━━━━━ Data provided ━━━━━

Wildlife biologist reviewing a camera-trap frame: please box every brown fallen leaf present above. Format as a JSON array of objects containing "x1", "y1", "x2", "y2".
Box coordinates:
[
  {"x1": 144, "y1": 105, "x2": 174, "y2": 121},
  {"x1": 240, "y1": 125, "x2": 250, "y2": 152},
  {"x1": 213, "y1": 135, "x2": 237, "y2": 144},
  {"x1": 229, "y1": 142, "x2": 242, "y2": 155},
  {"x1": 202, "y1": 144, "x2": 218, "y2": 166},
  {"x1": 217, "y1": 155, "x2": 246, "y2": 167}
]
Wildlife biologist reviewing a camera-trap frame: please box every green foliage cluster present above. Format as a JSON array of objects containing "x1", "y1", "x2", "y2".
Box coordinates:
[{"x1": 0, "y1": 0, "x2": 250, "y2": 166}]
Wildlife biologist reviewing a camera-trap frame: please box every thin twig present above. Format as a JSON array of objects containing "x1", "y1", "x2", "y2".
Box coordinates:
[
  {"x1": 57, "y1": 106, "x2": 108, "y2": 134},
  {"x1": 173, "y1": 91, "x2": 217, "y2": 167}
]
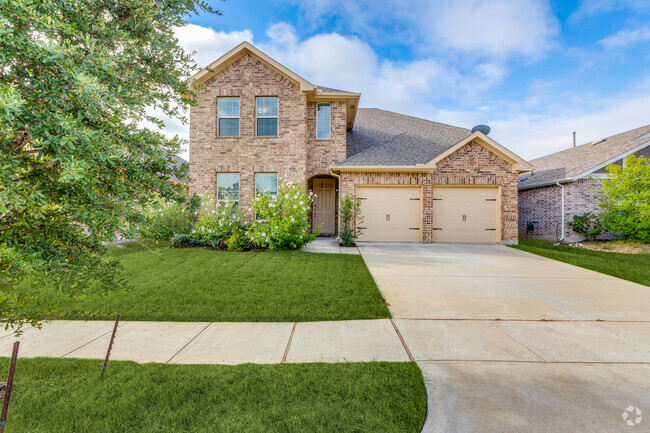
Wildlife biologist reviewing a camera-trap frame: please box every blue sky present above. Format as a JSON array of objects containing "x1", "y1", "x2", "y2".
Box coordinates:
[{"x1": 168, "y1": 0, "x2": 650, "y2": 159}]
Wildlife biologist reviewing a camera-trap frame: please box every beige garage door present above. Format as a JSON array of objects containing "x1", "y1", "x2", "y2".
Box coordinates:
[
  {"x1": 433, "y1": 187, "x2": 498, "y2": 242},
  {"x1": 357, "y1": 186, "x2": 421, "y2": 242}
]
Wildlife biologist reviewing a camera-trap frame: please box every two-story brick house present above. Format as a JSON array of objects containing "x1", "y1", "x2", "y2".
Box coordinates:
[{"x1": 190, "y1": 42, "x2": 532, "y2": 243}]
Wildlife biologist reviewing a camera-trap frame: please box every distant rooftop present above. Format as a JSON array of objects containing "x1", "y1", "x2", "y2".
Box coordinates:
[{"x1": 519, "y1": 125, "x2": 650, "y2": 188}]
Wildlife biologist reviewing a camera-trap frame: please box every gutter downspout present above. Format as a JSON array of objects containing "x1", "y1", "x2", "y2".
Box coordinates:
[
  {"x1": 555, "y1": 182, "x2": 565, "y2": 245},
  {"x1": 330, "y1": 169, "x2": 341, "y2": 241}
]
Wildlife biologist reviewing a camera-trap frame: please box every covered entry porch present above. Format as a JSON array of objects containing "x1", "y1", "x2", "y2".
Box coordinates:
[{"x1": 307, "y1": 175, "x2": 339, "y2": 236}]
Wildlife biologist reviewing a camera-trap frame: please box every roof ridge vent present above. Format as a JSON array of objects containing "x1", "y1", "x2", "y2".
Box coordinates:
[{"x1": 472, "y1": 125, "x2": 490, "y2": 135}]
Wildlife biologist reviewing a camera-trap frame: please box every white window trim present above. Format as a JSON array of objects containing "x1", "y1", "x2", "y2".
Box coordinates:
[
  {"x1": 253, "y1": 171, "x2": 280, "y2": 198},
  {"x1": 316, "y1": 102, "x2": 332, "y2": 140},
  {"x1": 217, "y1": 96, "x2": 241, "y2": 138},
  {"x1": 253, "y1": 172, "x2": 280, "y2": 222},
  {"x1": 215, "y1": 171, "x2": 241, "y2": 206},
  {"x1": 255, "y1": 96, "x2": 280, "y2": 137}
]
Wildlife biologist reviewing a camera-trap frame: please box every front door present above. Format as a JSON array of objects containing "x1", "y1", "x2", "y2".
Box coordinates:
[{"x1": 313, "y1": 179, "x2": 336, "y2": 235}]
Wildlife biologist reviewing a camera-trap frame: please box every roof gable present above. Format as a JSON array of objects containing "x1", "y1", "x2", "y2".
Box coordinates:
[
  {"x1": 333, "y1": 108, "x2": 532, "y2": 172},
  {"x1": 190, "y1": 42, "x2": 361, "y2": 130},
  {"x1": 427, "y1": 131, "x2": 533, "y2": 173},
  {"x1": 190, "y1": 42, "x2": 316, "y2": 91}
]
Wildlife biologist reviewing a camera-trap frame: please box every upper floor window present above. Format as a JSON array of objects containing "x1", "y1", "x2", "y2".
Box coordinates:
[
  {"x1": 217, "y1": 173, "x2": 239, "y2": 205},
  {"x1": 316, "y1": 104, "x2": 331, "y2": 140},
  {"x1": 217, "y1": 98, "x2": 239, "y2": 137},
  {"x1": 255, "y1": 173, "x2": 278, "y2": 197},
  {"x1": 256, "y1": 97, "x2": 278, "y2": 137}
]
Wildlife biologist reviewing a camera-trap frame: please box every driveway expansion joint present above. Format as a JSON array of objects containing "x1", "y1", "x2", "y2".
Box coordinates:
[
  {"x1": 281, "y1": 322, "x2": 298, "y2": 364},
  {"x1": 390, "y1": 319, "x2": 415, "y2": 362},
  {"x1": 165, "y1": 322, "x2": 212, "y2": 364},
  {"x1": 487, "y1": 321, "x2": 548, "y2": 362}
]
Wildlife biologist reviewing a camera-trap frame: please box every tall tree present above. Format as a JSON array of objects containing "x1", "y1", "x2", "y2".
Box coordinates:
[
  {"x1": 600, "y1": 154, "x2": 650, "y2": 242},
  {"x1": 0, "y1": 0, "x2": 219, "y2": 324}
]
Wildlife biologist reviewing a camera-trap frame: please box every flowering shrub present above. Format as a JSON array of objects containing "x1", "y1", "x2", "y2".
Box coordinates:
[
  {"x1": 339, "y1": 194, "x2": 363, "y2": 247},
  {"x1": 135, "y1": 201, "x2": 191, "y2": 241},
  {"x1": 191, "y1": 196, "x2": 246, "y2": 247},
  {"x1": 226, "y1": 231, "x2": 252, "y2": 251},
  {"x1": 246, "y1": 178, "x2": 318, "y2": 250}
]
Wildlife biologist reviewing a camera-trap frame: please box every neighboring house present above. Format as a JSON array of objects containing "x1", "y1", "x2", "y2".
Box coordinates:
[
  {"x1": 519, "y1": 125, "x2": 650, "y2": 242},
  {"x1": 190, "y1": 42, "x2": 532, "y2": 243}
]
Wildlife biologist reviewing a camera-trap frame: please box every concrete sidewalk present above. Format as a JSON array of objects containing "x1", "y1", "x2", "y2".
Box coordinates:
[{"x1": 0, "y1": 319, "x2": 409, "y2": 364}]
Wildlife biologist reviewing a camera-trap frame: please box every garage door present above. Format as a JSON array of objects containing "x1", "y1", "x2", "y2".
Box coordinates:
[
  {"x1": 433, "y1": 188, "x2": 498, "y2": 242},
  {"x1": 357, "y1": 186, "x2": 421, "y2": 242}
]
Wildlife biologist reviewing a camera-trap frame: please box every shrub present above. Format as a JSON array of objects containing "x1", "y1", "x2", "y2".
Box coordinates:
[
  {"x1": 246, "y1": 176, "x2": 319, "y2": 250},
  {"x1": 171, "y1": 234, "x2": 193, "y2": 248},
  {"x1": 191, "y1": 196, "x2": 246, "y2": 247},
  {"x1": 339, "y1": 194, "x2": 363, "y2": 247},
  {"x1": 600, "y1": 155, "x2": 650, "y2": 242},
  {"x1": 136, "y1": 201, "x2": 191, "y2": 241},
  {"x1": 567, "y1": 212, "x2": 603, "y2": 241},
  {"x1": 226, "y1": 231, "x2": 252, "y2": 251}
]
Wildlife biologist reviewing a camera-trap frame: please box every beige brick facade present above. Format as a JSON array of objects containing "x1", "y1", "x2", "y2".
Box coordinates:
[
  {"x1": 189, "y1": 47, "x2": 518, "y2": 243},
  {"x1": 190, "y1": 54, "x2": 330, "y2": 214},
  {"x1": 341, "y1": 142, "x2": 518, "y2": 243}
]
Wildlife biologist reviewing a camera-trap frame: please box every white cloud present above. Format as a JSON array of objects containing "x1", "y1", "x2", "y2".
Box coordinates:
[
  {"x1": 598, "y1": 27, "x2": 650, "y2": 49},
  {"x1": 569, "y1": 0, "x2": 650, "y2": 21},
  {"x1": 423, "y1": 0, "x2": 558, "y2": 58},
  {"x1": 258, "y1": 23, "x2": 498, "y2": 113},
  {"x1": 490, "y1": 76, "x2": 650, "y2": 159},
  {"x1": 293, "y1": 0, "x2": 559, "y2": 58},
  {"x1": 162, "y1": 23, "x2": 650, "y2": 159},
  {"x1": 174, "y1": 24, "x2": 253, "y2": 68}
]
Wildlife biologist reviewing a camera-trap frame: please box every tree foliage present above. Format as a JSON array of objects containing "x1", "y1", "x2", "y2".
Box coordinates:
[
  {"x1": 0, "y1": 0, "x2": 218, "y2": 323},
  {"x1": 601, "y1": 155, "x2": 650, "y2": 242},
  {"x1": 567, "y1": 212, "x2": 603, "y2": 241}
]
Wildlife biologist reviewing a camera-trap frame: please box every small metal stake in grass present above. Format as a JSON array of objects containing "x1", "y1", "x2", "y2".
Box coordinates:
[
  {"x1": 0, "y1": 341, "x2": 20, "y2": 433},
  {"x1": 101, "y1": 313, "x2": 120, "y2": 376}
]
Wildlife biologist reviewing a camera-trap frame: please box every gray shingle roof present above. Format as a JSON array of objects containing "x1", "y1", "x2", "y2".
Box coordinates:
[
  {"x1": 338, "y1": 108, "x2": 471, "y2": 166},
  {"x1": 519, "y1": 125, "x2": 650, "y2": 188},
  {"x1": 316, "y1": 86, "x2": 354, "y2": 93}
]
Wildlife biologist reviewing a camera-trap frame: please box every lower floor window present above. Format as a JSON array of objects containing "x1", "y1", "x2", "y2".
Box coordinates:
[{"x1": 217, "y1": 173, "x2": 239, "y2": 205}]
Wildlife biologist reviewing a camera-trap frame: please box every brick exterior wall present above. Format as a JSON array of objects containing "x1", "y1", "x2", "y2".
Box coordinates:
[
  {"x1": 340, "y1": 142, "x2": 518, "y2": 243},
  {"x1": 189, "y1": 53, "x2": 346, "y2": 216},
  {"x1": 519, "y1": 179, "x2": 615, "y2": 242},
  {"x1": 307, "y1": 101, "x2": 347, "y2": 178}
]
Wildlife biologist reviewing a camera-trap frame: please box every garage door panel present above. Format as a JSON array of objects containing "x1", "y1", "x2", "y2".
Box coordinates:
[
  {"x1": 433, "y1": 187, "x2": 498, "y2": 243},
  {"x1": 357, "y1": 187, "x2": 421, "y2": 242}
]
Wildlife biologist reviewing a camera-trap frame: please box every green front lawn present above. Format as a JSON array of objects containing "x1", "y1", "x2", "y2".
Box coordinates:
[
  {"x1": 0, "y1": 358, "x2": 427, "y2": 433},
  {"x1": 512, "y1": 239, "x2": 650, "y2": 286},
  {"x1": 20, "y1": 245, "x2": 390, "y2": 322}
]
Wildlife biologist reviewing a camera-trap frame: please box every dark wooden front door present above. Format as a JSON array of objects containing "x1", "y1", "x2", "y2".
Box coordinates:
[{"x1": 313, "y1": 179, "x2": 336, "y2": 235}]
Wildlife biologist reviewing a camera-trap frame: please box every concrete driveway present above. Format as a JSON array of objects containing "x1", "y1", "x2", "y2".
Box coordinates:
[{"x1": 359, "y1": 243, "x2": 650, "y2": 433}]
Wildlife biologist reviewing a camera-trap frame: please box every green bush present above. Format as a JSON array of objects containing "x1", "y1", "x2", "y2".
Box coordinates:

━━━━━

Task statement
Display every line of the items above that contains the word "house". Treat the match as case-sensitive.

Problem solution
Wildlife biologist reviewing a camera-trap frame: please box every two-story brick house present above. Format as a JSON array of objects containing "x1", "y1", "x2", "y2".
Wildlife biologist reviewing a camera-trap frame: please box every neighboring house present above. Format as a JSON array of objects containing "x1", "y1", "x2", "y2".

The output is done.